What is expected
The records appear below. Copy each one exactly.

#### Records for this task ####

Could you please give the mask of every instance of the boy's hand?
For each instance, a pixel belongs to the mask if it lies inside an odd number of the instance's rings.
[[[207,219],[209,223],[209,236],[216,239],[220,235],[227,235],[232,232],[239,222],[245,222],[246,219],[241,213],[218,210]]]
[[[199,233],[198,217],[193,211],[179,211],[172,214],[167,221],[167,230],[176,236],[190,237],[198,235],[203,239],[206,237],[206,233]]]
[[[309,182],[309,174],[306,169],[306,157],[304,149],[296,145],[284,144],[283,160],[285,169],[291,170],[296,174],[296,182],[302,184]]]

####

Task solution
Could you please give the mask of every instance of the boy's hand?
For each instance, a pixel belongs to the mask if it lies inside an odd number of the instance's rings.
[[[207,219],[209,223],[209,236],[216,239],[220,235],[227,235],[232,232],[239,222],[245,222],[246,219],[241,213],[218,210]]]
[[[199,233],[198,217],[193,211],[179,211],[172,214],[167,221],[167,230],[176,236],[190,237],[198,235],[203,239],[206,237],[206,233]]]
[[[309,182],[309,174],[306,169],[306,157],[304,149],[296,145],[284,144],[283,160],[285,169],[291,170],[296,174],[296,182],[302,184]]]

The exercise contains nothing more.